» **Article**:
Stuffed cabbage stroganoff

Yield: 8 servings

Measure Ingredient
8 mediums Cabbage leaves, prepared for stuffing For Filling--
3 cups Brown rice, cooked
¾ cup Chopped scallion
1½ cup Chopped mushrooms
½ cup Almond halves
2 tablespoons Minced parsley
1 tablespoon Soy sauce
¼ teaspoon Pepper
1 cup Yogurt
½ cup Sour cream -For the Sauce---
1½ tablespoon Oil
⅓ cup Chopped onion
1½ cup Mushrooms, thinly sliced
¼ teaspoon Cayenne
2 tablespoons Cornstarch
2 tablespoons Soy sauce
1¼ cup Water
3 tablespoons Nonfat dry milk powder

Preheat oven to 350. Mix together all filling ingredients; adjust seasoning to taste. Place a large mound of filling, using ½ to ⅓ cup, in the center of each cabbage leaf. Fold sides over filling to form a loose bowl. Place close together in single layer in baking dish. To prepare sauce, melt fat in a small saucepan. Saute' onion until softened, about 3 minutes. Add mushrooms and cayenne and cook for 5 minutes. Stir in starch, then gradually add remaining ingredients, continuing to stir over moderate heat until thickened.

» **Data shown**:

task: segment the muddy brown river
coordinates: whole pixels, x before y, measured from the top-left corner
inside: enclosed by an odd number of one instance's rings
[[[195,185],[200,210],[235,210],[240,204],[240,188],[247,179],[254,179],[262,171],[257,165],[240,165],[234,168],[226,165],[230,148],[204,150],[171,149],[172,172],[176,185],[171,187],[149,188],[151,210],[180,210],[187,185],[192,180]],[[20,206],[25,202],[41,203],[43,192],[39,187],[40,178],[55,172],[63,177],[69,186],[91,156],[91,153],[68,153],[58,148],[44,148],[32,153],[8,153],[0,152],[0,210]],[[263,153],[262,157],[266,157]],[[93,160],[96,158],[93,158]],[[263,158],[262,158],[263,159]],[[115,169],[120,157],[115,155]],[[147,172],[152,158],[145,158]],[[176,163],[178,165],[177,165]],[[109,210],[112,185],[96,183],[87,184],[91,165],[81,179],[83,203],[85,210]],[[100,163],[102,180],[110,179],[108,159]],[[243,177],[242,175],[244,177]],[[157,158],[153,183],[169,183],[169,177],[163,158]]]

» **Task details**: Please say how long the stuffed cabbage stroganoff recipe has you sauté the onion for the sauce. The material has no connection to the stuffed cabbage stroganoff recipe.

» **Expected answer**: About 3 minutes, until softened.